### Task set
1. Translate this sentence from the jumbo loan passage into Spanish: "Buyers who do qualify will be relieved to save 1-2%, but they're still not going to buy a house unless the price is right."
2. Continue the reader comments on jumbo mortgages from their last sentence.

### Document passage
● ● ●
ING’s jumbos typically are “5/1” and “7/1” hybrids with a fixed interest rate for the first five or seven years, followed by an adjustable rate tied to the LIBOR interbank index for the balance of the 30-year term. Current rates start around 5 percent.

Bank of America’s new program requires hefty liquid resources – six months of principal, interest, property tax and insurance payments in reserve – plus fully documented income, solid credit scores, and a full appraisal.

Reader Comments: 19 Responses

  1. Not going to make a difference as long as they are still requiring real down payments.

    20% – 25% down plus 6 months reserves?

    How many people do you know with

    1) $300,000 in cash lying around

    and

    2a) Either don’t already own a home

    or

    2b) Want to buy a second home or trade up in this economy?

  2. They’re going all in, and either it’s a brilliant move by Lewis & Co. to try to dominate the market, or a last-ditch effort to right the ship.

    Countrywide tried the same thing at the end of their run – remember when Countrywide Bank was offering some of the best CD rates, right before Angelo left town? With BofA you can probably guess that the Fed has backstopped the whole package, so they’ll borrow low and lend high and see how it goes.

    Buyers who do qualify will be relieved to save 1-2%, but they’re still not going to buy a house unless the price is right.

  3. It’s a good play, which they probably would have done five+ years ago if they weren’t making billions on leveraged securitization instead. They won’t get a lot of buyers, but they might get a lot of refi traffic, where they can move the loan from whoever is making decent money on it now into their portfolio. Since they can borrow from the Fed at effectively 0%, and the people their lending it to (and terms they’re lending it under) make it unlikely to be underwater or default, they will be fairly safe loans. Plus, they can trumpet it as progress in making more lending available, even if they only actually do refi business.

    It’s a good play by the big subsidized banks to leverage their unfair business advantage to take money away from the other unfortunate companies who make jumbo loans but can’t borrow at the Fed window for free. Soon you may need to be nationalized to compete in the industry.

  4. There are alot of people sittling on the sidelines–we know a few ourselves–two couples had sold toward the peak and have been renting since–with cash and credit waiting to buy houses that will require jumbo loans. It will also help those with jumbos to re-fi–it can’t hurt.

  5. The number of people able to qualify with the whole package (FICO, down payment, income, reserves) is low. Essentially that market exists right now but @ 7% rates.. if those rates go to 5.75%.. it will make a marginal difference.

    It isn’t like there is a bunch of people in that income/reserve/down payment range sitting on the sidelines waiting to jump in.

  6. My thoughts exactly. Bank of America is arguably worth less than Countrywide when they bought it.

  7. The home buyer segment of the market is small and won’t make much of a dent even with low interests rates. The bubbles pretty much chewed them all up. What is happening now is the balloon is chewing itself.

  8. Local Boy,

    Sure there are some who sold out at the peak and rented, but there aren’t that many of them out there.

    More importantly, they are extremely price-sensitive. If they were smart enough to cash out for price reasons during the mania, they are not going to jump back in until the high end sees more substantial price declines.
● ● ●
### Records provided
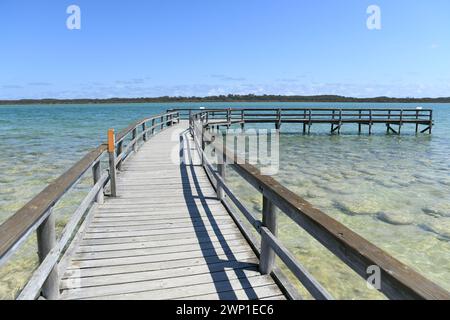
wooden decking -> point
(165, 236)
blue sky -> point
(208, 47)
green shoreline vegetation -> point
(228, 98)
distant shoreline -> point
(228, 98)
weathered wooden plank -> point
(199, 223)
(155, 238)
(265, 292)
(205, 234)
(17, 226)
(175, 288)
(209, 254)
(160, 243)
(150, 232)
(72, 272)
(219, 245)
(123, 278)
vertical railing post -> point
(267, 257)
(190, 117)
(133, 138)
(119, 154)
(304, 121)
(112, 161)
(310, 121)
(359, 123)
(46, 241)
(221, 166)
(203, 143)
(431, 121)
(144, 135)
(278, 123)
(97, 174)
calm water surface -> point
(393, 190)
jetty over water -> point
(393, 119)
(161, 222)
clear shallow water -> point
(395, 191)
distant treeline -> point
(231, 98)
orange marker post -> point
(111, 140)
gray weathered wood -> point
(267, 257)
(46, 241)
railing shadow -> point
(191, 185)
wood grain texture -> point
(165, 236)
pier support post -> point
(119, 154)
(46, 241)
(144, 135)
(97, 174)
(112, 161)
(359, 124)
(133, 137)
(221, 166)
(267, 258)
(278, 123)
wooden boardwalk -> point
(165, 236)
(161, 222)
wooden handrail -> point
(398, 281)
(37, 215)
(14, 228)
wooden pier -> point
(160, 222)
(393, 119)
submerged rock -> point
(397, 218)
(359, 207)
(438, 210)
(440, 227)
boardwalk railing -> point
(37, 215)
(393, 119)
(398, 281)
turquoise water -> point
(393, 190)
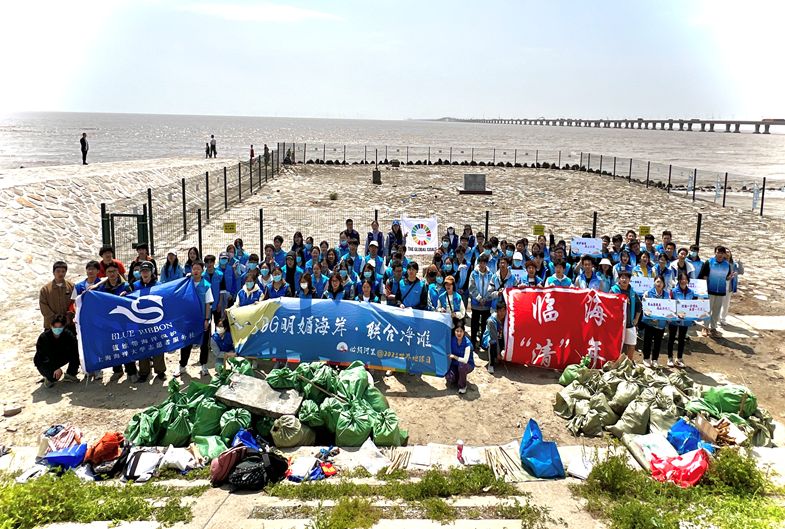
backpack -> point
(224, 464)
(257, 470)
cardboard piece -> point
(258, 397)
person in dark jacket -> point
(55, 348)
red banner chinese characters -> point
(556, 327)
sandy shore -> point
(57, 217)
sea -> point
(52, 139)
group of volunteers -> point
(466, 278)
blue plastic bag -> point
(539, 457)
(70, 457)
(245, 437)
(686, 438)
● ● ●
### Set of answers
1. Los compradores que sí califiquen estarán aliviados de ahorrar un 1-2 %, pero aun así no van a comprar una casa a menos que el precio sea el adecuado.

2.
    In the area I’d like to buy in, listing prices are still pretty much at the peak (2007ish). I’m waiting for at least 2003 if not 2002 prices.

  9. I for one am very happy to hear about responsible lending practices. These loans will be perfect for us and for several other couples we know who have been sitting on the sidelines. Still not going to jump in until prices drop some more in the high end, but it’s good to know these loan products are out there.

  10. Given the qualifying terms, this is exactly what a jumbo should look like. However, even at under 6% those terms suggest prices far lower than current.

  11. Varone–Agreed–however, you need both a price delcine AND a competitive jumbo loan–if the price decline comes and the jumbo’s are sitting 2-3% higher than non-jumbo’s–no go. We are 1/2 way there!!! As I said–it can’t hurt.

  12. Nick,

    You nailed it on the Fed window. It’s unfortunate for smaller banks, but setting the Fed rate at 0% is a good way to encourage banks to lend again. It also makes the big banks healthier (assuming they continue to have lending standards,) which must happen before the economy improves. And hey, it beats throwing my tax dollars at deadbeats.

  13. Bank of America’s new program requires hefty liquid resources – six months of principal, interest, property tax and insurance payments in reserve – plus fully documented income, solid credit scores, and a full appraisal.

    ————————-

    I think it’s funny that they consider these “hefty” liquid resources. This is just what traditional lending is **supposed** to look like.

    If someone is thinking about buying a house that’s expensive enough to require a jumbo loan, then they should have no problem with these requirements. Jumbo loans, by their very nature, should only be offered to **wealthy** people, not strawberry pickers.

    These requirements are just what we need to fix the problem. Now, we need to have these same requirements in the conforming sector, too. If they had kept to these guidelines on all mortgages from the beginning, we would not be having a “foreclosure crisis” right now.

  14. “It isn’t like there is a bunch of people in that income/reserve/down payment range sitting on the sidelines waiting to jump in.”

    I respectfully disagree! I think there are many out there in this exact scenario. Plus, those who refi under this program move from the ‘may have to move when ARM resets’ to ‘don’t have to move’…and I think that’s a good thing.

  15. This and the other programs will bring more buyers into the high-end market this season.

    People with the cash are buying $1MM houses cash or equity lines and then financing once they are in for few months.

    There are actually some good deals happening west of the 5 right now with ocean views and you can walk to the beach. Million dollar neighborhoods where you can get in for $800K right now.

  16. I think it’s funny that they consider these “hefty” liquid resources. This is just what traditional lending is **supposed** to look like.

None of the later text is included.